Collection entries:
BEGIN
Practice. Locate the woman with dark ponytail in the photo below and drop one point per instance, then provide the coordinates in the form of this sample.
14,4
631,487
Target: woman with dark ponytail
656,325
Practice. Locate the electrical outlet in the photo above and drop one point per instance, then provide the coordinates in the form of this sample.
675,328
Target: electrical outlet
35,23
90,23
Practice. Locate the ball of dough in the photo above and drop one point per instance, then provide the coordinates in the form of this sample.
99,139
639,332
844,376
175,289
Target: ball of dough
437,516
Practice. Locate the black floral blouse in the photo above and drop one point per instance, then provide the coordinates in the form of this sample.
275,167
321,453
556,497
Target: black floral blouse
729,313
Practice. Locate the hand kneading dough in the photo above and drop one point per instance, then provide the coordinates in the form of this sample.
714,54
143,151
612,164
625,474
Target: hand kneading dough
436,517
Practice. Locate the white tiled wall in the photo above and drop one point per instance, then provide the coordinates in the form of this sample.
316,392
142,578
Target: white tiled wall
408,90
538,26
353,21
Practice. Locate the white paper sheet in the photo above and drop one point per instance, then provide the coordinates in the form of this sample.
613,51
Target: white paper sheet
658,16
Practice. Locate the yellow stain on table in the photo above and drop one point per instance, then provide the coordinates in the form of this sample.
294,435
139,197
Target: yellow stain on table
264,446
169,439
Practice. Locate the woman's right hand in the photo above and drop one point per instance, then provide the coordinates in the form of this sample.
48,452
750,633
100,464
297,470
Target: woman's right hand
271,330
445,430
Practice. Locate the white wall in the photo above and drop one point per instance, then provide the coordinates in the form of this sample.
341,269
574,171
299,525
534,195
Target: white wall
END
BEGIN
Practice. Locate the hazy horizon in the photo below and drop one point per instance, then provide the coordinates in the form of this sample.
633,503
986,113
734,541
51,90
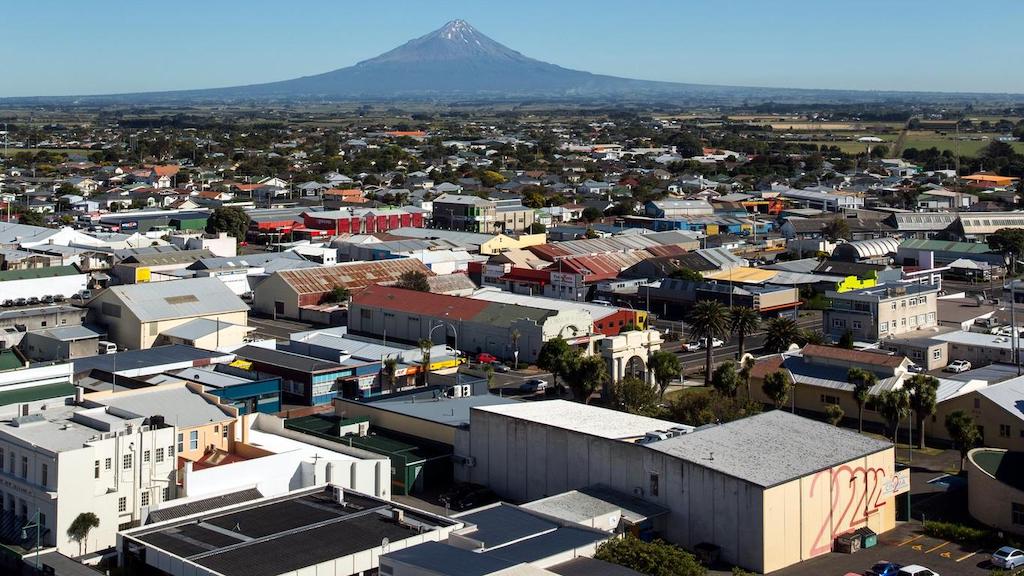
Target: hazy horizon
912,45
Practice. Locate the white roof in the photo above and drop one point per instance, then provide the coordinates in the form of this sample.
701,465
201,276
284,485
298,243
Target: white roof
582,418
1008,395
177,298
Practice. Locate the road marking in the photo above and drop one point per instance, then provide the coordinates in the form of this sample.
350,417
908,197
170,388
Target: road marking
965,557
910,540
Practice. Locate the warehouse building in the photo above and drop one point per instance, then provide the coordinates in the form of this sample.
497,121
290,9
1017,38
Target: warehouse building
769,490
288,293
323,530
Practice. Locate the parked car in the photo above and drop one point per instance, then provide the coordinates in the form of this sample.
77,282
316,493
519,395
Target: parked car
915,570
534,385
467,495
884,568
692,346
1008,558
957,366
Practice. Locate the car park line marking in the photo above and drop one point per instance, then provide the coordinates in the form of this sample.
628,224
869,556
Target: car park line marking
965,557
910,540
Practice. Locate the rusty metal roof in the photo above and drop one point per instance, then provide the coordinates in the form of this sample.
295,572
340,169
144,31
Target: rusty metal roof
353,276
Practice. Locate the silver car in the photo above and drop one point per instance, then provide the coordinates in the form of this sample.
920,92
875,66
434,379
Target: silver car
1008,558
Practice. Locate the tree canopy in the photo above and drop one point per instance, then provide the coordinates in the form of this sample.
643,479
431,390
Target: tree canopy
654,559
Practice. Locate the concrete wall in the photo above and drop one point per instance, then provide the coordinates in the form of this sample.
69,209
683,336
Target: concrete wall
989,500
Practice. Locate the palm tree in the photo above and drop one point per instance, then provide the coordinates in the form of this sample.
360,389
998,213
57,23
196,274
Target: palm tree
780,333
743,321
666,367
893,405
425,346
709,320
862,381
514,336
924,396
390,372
END
» Work order:
In the records, locate each line holding the string "below" and copy it.

» Reply to the exercise:
Practice. Locate the woman with dark ponytail in the photo below and drop one point per instance, then provide the coordinates in the form of this sample.
Practice. Locate the hazy horizon in the photo below and drop one point per instance, then provide the coordinates in the form of this sample.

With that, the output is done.